■ GIVEN RECORDS
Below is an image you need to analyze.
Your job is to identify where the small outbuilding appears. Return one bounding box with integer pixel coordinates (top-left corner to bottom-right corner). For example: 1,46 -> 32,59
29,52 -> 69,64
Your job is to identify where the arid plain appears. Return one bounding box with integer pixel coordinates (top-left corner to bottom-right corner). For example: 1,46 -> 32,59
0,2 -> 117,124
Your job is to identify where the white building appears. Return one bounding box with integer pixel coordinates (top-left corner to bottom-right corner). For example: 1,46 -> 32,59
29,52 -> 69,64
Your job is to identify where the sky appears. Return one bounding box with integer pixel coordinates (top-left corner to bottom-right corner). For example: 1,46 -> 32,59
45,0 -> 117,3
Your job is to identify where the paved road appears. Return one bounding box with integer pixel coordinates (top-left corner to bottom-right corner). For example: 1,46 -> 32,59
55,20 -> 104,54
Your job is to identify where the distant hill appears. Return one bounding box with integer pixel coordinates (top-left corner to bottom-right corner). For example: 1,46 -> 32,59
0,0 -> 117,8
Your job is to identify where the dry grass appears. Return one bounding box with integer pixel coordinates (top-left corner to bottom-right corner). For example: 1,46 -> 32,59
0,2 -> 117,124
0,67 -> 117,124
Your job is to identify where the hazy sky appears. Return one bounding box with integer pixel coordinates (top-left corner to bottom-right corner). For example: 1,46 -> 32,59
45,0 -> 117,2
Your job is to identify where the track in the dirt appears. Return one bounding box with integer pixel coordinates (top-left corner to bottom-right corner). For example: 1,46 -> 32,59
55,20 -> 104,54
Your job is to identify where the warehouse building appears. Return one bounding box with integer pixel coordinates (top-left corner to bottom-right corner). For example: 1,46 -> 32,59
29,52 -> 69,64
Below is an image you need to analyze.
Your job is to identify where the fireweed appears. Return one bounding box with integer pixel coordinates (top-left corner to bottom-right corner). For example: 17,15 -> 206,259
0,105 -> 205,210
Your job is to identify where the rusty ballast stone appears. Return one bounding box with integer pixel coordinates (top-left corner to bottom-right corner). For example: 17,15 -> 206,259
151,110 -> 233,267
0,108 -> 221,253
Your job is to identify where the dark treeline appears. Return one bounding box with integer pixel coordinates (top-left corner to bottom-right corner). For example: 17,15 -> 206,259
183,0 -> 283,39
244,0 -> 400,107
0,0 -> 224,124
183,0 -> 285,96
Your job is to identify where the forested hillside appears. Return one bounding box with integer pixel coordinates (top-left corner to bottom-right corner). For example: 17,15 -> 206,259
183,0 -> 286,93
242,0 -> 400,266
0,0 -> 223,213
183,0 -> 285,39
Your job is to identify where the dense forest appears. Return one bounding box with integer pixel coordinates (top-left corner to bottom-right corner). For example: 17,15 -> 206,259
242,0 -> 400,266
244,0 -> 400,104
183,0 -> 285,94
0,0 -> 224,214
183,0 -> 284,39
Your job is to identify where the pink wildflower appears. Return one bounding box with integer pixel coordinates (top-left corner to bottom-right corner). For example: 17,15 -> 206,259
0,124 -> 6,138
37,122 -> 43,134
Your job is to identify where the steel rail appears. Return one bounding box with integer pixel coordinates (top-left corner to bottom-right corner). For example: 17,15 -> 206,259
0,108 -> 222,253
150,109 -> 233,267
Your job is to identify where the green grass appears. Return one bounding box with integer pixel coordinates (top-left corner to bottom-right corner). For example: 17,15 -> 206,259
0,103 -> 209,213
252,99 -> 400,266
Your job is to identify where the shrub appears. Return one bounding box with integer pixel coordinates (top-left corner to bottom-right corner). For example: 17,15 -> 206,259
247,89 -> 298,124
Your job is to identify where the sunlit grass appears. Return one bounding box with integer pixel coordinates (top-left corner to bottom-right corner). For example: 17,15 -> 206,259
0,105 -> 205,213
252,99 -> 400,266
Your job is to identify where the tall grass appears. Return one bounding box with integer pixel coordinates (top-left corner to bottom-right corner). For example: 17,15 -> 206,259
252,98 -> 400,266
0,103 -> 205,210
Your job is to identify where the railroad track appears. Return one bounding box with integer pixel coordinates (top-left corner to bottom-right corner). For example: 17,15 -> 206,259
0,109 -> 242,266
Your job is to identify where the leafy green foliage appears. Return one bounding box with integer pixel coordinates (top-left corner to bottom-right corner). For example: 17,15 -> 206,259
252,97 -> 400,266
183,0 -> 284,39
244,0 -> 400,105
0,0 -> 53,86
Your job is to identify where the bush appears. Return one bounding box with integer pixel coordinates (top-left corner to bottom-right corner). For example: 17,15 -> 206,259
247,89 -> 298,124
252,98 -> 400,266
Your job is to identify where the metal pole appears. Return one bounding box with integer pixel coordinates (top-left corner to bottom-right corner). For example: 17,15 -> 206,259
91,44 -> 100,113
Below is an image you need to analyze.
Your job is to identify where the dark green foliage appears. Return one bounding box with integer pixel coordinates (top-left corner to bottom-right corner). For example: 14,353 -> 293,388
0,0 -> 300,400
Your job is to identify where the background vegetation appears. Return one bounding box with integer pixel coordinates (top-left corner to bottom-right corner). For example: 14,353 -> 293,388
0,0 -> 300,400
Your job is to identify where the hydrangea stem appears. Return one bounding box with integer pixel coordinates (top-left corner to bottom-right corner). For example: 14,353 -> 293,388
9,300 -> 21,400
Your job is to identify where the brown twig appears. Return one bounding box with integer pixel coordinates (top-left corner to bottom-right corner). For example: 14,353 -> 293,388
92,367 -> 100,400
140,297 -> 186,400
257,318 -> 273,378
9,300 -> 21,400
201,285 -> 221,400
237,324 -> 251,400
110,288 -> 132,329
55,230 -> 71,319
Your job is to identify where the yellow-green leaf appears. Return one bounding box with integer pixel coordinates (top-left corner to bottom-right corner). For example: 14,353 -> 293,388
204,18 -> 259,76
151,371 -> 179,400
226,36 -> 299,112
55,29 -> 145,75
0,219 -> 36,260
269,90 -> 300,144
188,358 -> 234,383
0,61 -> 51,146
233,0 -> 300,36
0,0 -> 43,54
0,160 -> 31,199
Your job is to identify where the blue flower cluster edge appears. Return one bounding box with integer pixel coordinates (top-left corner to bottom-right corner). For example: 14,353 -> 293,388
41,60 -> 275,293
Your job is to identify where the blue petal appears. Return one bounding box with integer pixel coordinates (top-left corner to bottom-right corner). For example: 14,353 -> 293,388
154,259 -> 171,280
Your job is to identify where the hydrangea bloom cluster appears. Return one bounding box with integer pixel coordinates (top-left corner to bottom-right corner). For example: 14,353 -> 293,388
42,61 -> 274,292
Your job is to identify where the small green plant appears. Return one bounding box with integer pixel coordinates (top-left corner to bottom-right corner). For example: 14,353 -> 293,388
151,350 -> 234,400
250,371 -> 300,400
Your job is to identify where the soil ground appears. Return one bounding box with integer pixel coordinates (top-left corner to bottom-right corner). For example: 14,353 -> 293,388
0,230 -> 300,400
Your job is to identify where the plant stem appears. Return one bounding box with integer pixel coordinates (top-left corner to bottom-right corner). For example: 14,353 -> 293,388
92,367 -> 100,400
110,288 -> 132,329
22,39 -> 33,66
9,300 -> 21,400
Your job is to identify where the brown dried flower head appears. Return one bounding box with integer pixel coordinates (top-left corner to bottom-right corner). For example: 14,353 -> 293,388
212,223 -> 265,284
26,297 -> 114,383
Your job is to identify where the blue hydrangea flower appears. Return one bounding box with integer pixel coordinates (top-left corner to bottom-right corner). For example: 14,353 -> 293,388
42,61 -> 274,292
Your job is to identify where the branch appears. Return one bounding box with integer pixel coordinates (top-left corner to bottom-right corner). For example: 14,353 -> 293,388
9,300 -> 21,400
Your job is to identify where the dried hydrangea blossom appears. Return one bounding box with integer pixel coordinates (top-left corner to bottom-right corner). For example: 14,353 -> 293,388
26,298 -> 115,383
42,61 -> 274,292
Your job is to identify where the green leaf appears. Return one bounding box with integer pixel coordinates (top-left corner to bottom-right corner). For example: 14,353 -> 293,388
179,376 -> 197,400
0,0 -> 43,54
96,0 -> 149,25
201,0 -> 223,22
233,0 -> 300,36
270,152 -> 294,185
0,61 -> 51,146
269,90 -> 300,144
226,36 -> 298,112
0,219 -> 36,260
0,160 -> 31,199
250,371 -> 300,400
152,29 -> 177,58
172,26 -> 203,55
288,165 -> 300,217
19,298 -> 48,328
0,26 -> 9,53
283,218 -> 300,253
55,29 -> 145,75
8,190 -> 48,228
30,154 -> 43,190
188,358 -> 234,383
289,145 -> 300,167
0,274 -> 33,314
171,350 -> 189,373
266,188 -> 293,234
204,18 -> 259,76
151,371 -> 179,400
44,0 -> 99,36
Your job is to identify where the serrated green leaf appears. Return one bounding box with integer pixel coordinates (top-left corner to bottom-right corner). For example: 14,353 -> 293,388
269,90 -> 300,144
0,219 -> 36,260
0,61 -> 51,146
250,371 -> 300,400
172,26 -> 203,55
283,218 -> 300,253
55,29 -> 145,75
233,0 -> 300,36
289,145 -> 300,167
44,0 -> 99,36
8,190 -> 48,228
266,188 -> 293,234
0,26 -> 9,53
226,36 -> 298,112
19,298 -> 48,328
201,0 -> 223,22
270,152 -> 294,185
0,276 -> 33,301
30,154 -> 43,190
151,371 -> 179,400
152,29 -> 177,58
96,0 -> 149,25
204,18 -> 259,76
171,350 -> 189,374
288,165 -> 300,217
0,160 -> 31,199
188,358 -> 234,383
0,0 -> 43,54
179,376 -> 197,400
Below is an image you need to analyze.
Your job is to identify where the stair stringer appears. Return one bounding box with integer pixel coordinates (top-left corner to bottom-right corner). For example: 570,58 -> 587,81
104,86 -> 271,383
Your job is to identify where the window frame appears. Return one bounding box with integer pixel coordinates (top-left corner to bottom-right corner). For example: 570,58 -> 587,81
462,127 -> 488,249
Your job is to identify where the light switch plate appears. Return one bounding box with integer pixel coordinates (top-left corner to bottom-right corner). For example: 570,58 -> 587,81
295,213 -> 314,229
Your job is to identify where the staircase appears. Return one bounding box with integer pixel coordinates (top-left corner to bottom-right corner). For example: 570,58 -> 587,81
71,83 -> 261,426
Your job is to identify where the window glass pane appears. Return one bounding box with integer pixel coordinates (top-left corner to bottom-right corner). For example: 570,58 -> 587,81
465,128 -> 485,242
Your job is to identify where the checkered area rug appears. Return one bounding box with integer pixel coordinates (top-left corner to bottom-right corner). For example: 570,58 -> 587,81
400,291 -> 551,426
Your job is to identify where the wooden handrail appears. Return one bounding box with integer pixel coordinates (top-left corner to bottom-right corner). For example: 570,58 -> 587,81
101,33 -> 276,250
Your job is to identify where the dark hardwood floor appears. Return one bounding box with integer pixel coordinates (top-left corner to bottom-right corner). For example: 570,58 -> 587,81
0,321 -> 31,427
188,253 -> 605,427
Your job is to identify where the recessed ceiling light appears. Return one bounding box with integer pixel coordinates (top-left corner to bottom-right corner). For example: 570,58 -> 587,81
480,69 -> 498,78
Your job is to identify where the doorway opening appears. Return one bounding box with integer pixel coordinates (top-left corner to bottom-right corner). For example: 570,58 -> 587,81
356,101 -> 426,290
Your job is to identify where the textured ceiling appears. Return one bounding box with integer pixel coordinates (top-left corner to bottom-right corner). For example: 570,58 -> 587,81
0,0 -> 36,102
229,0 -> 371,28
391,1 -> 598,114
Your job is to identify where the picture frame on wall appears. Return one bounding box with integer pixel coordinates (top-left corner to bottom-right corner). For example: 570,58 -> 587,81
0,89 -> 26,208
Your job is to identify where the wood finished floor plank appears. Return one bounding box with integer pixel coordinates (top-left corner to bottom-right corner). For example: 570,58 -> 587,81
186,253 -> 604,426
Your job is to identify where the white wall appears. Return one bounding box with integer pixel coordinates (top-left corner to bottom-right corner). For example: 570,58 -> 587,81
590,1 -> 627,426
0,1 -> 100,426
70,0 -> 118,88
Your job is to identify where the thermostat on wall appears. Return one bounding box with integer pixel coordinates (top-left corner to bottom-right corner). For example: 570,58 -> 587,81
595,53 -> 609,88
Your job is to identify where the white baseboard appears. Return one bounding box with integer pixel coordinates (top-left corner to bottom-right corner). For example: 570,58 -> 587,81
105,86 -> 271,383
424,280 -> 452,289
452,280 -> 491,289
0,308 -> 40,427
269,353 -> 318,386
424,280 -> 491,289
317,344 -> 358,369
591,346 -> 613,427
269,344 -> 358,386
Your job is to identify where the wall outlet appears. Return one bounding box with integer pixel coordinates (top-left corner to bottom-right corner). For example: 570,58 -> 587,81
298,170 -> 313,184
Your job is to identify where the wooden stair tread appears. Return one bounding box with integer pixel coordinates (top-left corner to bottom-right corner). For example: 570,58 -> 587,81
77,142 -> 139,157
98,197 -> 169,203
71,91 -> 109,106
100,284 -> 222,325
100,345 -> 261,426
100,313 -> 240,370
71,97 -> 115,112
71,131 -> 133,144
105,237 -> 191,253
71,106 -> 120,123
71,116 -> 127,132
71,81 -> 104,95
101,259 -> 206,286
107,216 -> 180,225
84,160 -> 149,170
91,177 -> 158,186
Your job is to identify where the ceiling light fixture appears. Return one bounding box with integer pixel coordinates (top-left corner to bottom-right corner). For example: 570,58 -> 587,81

■ GIVEN EXERCISE
Can you print the records word for word, from their very start through the line that contains "0,0 -> 117,8", including that line?

■ ANSWER
Below is an image you need to analyze.
Your job is to identify where the small outbuilding appears. Return one bounding box with integer pixel coordinates (top-left corner to bottom-right corner). For example: 1,46 -> 32,59
29,52 -> 69,64
Your job is to identify where the arid plain appears. Return one bounding box with integer pixel coordinates (top-left corner to bottom-right corner). For example: 1,46 -> 32,59
0,2 -> 117,124
Your job is to identify where the white building appears. Return one bounding box with integer pixel coordinates (top-left corner to bottom-right corner). For example: 1,46 -> 32,59
29,52 -> 69,64
Your job is to identify where the sky appears. Return one bounding box with integer pixel coordinates (top-left corner to bottom-right corner). For example: 1,46 -> 32,59
45,0 -> 117,3
Your job is to identify where the paved road appears. Return one bounding box with integer pixel coordinates (top-left corner to bottom-right corner). For example: 1,46 -> 32,59
55,20 -> 104,54
Your job is to identify where the distant hill appears. Return one bounding box with integer pixel coordinates (top-left corner to bottom-right corner). For example: 1,46 -> 32,59
0,0 -> 117,8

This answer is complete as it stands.